**Prompt**
Report how many lines of the listing below contain the word "dresser". Give only the number.

**Information provided**

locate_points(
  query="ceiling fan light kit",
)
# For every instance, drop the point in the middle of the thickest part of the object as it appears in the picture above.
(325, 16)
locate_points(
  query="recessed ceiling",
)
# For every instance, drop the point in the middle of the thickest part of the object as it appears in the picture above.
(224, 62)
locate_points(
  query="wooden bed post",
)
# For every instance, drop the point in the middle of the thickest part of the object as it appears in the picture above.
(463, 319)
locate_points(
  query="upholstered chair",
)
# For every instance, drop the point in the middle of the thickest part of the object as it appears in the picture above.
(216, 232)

* * *

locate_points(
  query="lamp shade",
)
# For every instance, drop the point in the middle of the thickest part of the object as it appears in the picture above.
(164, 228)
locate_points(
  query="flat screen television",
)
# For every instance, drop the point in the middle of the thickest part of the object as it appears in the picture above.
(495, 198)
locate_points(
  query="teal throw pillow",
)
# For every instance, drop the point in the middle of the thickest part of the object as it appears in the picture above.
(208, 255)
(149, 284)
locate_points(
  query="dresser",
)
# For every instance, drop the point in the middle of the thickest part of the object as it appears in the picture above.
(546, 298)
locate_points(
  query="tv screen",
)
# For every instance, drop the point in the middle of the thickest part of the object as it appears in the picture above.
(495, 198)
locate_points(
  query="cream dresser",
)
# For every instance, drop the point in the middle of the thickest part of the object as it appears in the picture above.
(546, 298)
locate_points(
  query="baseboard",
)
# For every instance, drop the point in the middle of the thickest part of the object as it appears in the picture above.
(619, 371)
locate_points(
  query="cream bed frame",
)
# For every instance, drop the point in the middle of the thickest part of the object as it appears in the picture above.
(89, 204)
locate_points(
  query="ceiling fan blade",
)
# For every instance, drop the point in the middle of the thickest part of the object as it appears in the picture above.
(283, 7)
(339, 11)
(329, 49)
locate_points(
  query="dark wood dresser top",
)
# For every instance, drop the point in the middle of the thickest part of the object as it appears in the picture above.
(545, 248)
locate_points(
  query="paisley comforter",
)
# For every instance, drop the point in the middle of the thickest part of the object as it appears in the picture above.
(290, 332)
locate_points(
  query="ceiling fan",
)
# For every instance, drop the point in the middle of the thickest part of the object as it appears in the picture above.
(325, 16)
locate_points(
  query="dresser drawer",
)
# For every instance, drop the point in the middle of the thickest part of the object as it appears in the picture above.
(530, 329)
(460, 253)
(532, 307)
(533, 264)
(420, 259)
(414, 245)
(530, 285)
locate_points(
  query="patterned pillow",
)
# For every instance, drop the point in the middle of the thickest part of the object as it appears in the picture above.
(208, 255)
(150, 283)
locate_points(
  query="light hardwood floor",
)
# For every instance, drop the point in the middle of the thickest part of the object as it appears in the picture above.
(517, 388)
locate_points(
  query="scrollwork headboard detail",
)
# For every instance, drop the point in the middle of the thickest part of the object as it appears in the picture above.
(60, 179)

**Result for this task**
4